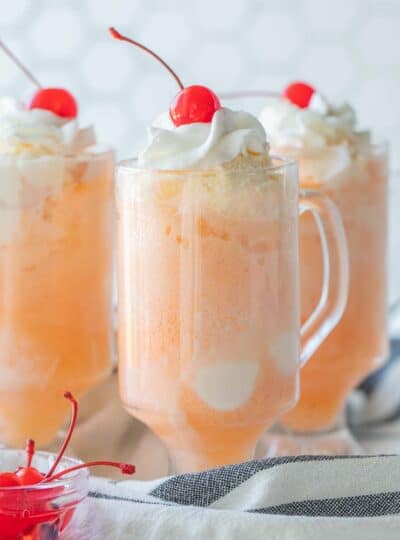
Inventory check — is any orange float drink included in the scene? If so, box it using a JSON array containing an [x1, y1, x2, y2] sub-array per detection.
[[117, 157, 346, 472], [0, 150, 113, 445], [117, 157, 299, 470], [282, 141, 388, 432], [261, 88, 388, 446]]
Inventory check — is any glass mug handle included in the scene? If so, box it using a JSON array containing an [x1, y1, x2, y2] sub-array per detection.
[[300, 190, 349, 366]]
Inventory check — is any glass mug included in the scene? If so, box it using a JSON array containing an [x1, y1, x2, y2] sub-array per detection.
[[0, 148, 114, 446], [116, 158, 347, 472], [269, 143, 390, 455]]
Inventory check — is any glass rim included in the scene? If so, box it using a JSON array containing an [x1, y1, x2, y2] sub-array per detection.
[[0, 144, 115, 165], [0, 448, 89, 493], [117, 154, 298, 176]]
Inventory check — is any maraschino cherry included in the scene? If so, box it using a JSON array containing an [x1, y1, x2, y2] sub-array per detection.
[[0, 392, 135, 488], [282, 81, 315, 109], [109, 28, 221, 127], [0, 37, 78, 119]]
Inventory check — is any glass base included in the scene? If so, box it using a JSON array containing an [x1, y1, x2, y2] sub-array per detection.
[[256, 426, 364, 458]]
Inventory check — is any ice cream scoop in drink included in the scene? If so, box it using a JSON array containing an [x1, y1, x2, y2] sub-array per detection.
[[112, 30, 346, 472]]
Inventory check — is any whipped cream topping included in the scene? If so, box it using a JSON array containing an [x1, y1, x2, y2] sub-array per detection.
[[260, 92, 369, 149], [138, 108, 269, 170], [0, 98, 96, 157]]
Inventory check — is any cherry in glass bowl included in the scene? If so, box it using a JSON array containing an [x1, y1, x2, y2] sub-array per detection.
[[0, 449, 89, 540]]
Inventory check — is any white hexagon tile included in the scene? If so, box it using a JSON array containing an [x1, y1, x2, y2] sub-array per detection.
[[0, 0, 400, 167]]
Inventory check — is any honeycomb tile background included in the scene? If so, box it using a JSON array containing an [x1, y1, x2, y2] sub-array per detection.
[[0, 0, 400, 168]]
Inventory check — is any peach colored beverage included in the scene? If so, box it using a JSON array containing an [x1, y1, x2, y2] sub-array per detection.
[[117, 159, 346, 471], [0, 151, 113, 445], [282, 141, 388, 432]]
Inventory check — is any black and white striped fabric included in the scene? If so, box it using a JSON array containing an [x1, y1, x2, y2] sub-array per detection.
[[67, 456, 400, 540], [66, 340, 400, 540]]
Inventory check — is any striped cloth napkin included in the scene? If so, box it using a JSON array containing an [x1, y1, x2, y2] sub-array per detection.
[[66, 456, 400, 540], [60, 340, 400, 540]]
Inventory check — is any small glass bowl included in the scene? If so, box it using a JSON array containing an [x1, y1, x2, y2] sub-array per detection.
[[0, 449, 89, 540]]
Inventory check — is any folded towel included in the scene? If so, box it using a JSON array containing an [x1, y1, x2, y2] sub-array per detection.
[[67, 456, 400, 540]]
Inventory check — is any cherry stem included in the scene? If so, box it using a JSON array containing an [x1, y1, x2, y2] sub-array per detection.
[[40, 461, 136, 484], [45, 392, 78, 478], [218, 90, 281, 99], [109, 27, 184, 90], [0, 40, 42, 89], [26, 439, 35, 467]]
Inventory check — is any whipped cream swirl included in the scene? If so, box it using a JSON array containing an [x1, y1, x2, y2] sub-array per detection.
[[0, 98, 96, 157], [260, 93, 369, 149], [138, 108, 269, 170]]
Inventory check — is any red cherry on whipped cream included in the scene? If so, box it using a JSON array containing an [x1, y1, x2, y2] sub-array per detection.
[[109, 28, 221, 127], [29, 88, 78, 119], [169, 85, 221, 126], [282, 81, 315, 109], [0, 41, 78, 119]]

[TASK TO CARRY OUT] Rewrite the part of the listing that opens with the line containing "Inventory check — is any folded" and runs through the end of the listing, keeping every request as is and offsetting each bounding-box coordinate in the answers by -50.

[OUTPUT]
Inventory check — is any folded towel included in the scene? If so, box it using a JSON array containing an [x1, y1, x2, y2] sub-array per detection.
[[17, 406, 350, 490]]
Inventory check — is any cherry stem included in the scene? If so, box it using a JSON array containing an [x1, y1, x2, y2] sub-array per detection.
[[-10, 411, 86, 434], [-5, 342, 28, 428], [168, 40, 231, 49], [59, -23, 134, 40], [-50, -10, -8, 39], [-24, 389, -15, 417]]
Inventory check — is any whipped cream swirl included in the scene? If so, box it using a JSON array containing an [x1, y1, x2, y2] sub-array per detection.
[[-50, 48, 46, 107], [210, 43, 319, 99], [88, 58, 219, 120]]
Inventory check — is any red cherry on whipped cream included in the scene? If so, box it using a JSON array containing an [x1, y1, x2, y2] sub-array per detection.
[[59, -22, 171, 77], [-21, 38, 28, 69], [119, 35, 171, 76], [232, 31, 265, 59], [-50, -9, 28, 69]]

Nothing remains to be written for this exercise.